** Opening MATERIAL SUPPLIED block **

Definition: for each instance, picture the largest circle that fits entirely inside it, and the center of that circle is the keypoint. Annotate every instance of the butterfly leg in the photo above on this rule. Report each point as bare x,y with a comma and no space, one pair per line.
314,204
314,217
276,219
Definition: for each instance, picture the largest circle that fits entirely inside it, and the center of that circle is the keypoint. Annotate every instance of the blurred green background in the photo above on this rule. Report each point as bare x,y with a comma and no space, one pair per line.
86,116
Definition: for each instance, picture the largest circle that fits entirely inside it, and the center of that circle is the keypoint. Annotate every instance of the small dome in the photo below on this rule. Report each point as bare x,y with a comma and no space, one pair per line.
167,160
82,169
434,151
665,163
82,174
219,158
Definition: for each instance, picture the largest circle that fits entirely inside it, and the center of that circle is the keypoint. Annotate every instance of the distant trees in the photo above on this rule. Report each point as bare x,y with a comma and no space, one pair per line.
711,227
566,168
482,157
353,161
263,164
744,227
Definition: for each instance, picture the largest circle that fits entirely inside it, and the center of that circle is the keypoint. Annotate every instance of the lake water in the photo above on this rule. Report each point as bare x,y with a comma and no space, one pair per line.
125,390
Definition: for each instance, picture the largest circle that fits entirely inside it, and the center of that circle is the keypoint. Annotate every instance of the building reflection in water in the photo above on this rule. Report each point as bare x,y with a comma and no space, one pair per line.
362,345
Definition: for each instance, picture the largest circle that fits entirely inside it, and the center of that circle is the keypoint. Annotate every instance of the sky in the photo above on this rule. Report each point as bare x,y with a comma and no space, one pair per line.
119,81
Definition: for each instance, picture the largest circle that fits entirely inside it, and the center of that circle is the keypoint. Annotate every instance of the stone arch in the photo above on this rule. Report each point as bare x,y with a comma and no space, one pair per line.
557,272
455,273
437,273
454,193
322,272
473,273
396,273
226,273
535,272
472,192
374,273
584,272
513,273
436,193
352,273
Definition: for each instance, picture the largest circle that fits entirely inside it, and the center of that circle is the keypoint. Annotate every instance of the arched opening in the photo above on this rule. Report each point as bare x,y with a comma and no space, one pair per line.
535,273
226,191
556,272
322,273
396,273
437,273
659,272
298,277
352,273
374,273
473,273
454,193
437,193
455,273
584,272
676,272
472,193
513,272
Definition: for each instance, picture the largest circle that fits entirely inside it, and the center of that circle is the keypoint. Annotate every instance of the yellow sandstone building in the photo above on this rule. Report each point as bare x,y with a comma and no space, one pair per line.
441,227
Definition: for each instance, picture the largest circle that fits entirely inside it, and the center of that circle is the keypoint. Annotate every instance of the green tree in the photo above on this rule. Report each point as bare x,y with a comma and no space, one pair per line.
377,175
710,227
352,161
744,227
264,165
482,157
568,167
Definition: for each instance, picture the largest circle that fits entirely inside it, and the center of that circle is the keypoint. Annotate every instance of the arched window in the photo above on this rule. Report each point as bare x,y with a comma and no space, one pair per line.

** Closing MATERIAL SUPPLIED block **

**ASSIGNMENT:** An exact copy is needed of the lines from the one containing "of the stone" through the end of the records.

**SOLUTION TO THIS TASK:**
Definition: for each instance, picture the largest circle that fits entirely inside it, and the center of that circle is the keypoint. Annotate every instance of the stone arch in the photo above on this rule. Report each point as bare x,y with a comma and no space, one pair per line.
557,272
455,273
437,273
454,193
322,272
473,273
396,273
226,273
535,272
472,192
374,273
584,272
513,273
436,193
352,273
Definition: for each instance, picture the largest circle that fits entirely inside it, and the center of that circle is the keypoint. Annotate every instance of the arched opening in the photo above on this rule. Report each point as bare x,y with a comma and no space, one pair per line.
535,273
226,191
556,272
322,273
396,273
437,273
659,272
298,277
352,273
374,273
473,273
454,193
437,193
455,273
584,272
676,272
472,193
513,272
Definition: for each instance, picture the largest circle that fits entirely inside it, and the center of that circle is the keypoint. Annotate every instance of the yellow sandstone building in the photo above on this rule. Report each point as bare x,y with a comma and no space, one pair per line.
441,227
Definition: for each instance, picture the largest circle that fits entirely inside it, and the center of that circle is the keypoint. Annotate every instance of the green tree in the photo above on this rule. Report each point as bare x,y with a comma and no space, one pair per line.
377,175
710,227
352,161
744,227
264,165
482,157
568,167
Definition: for each instance, picture the largest circle that fits entirely inside it, and the center of that circle is the keypoint. Annotate every instance of the arched window in the photo above on this rule. Report each point as bare x,y with a comma and no space, one pair per line.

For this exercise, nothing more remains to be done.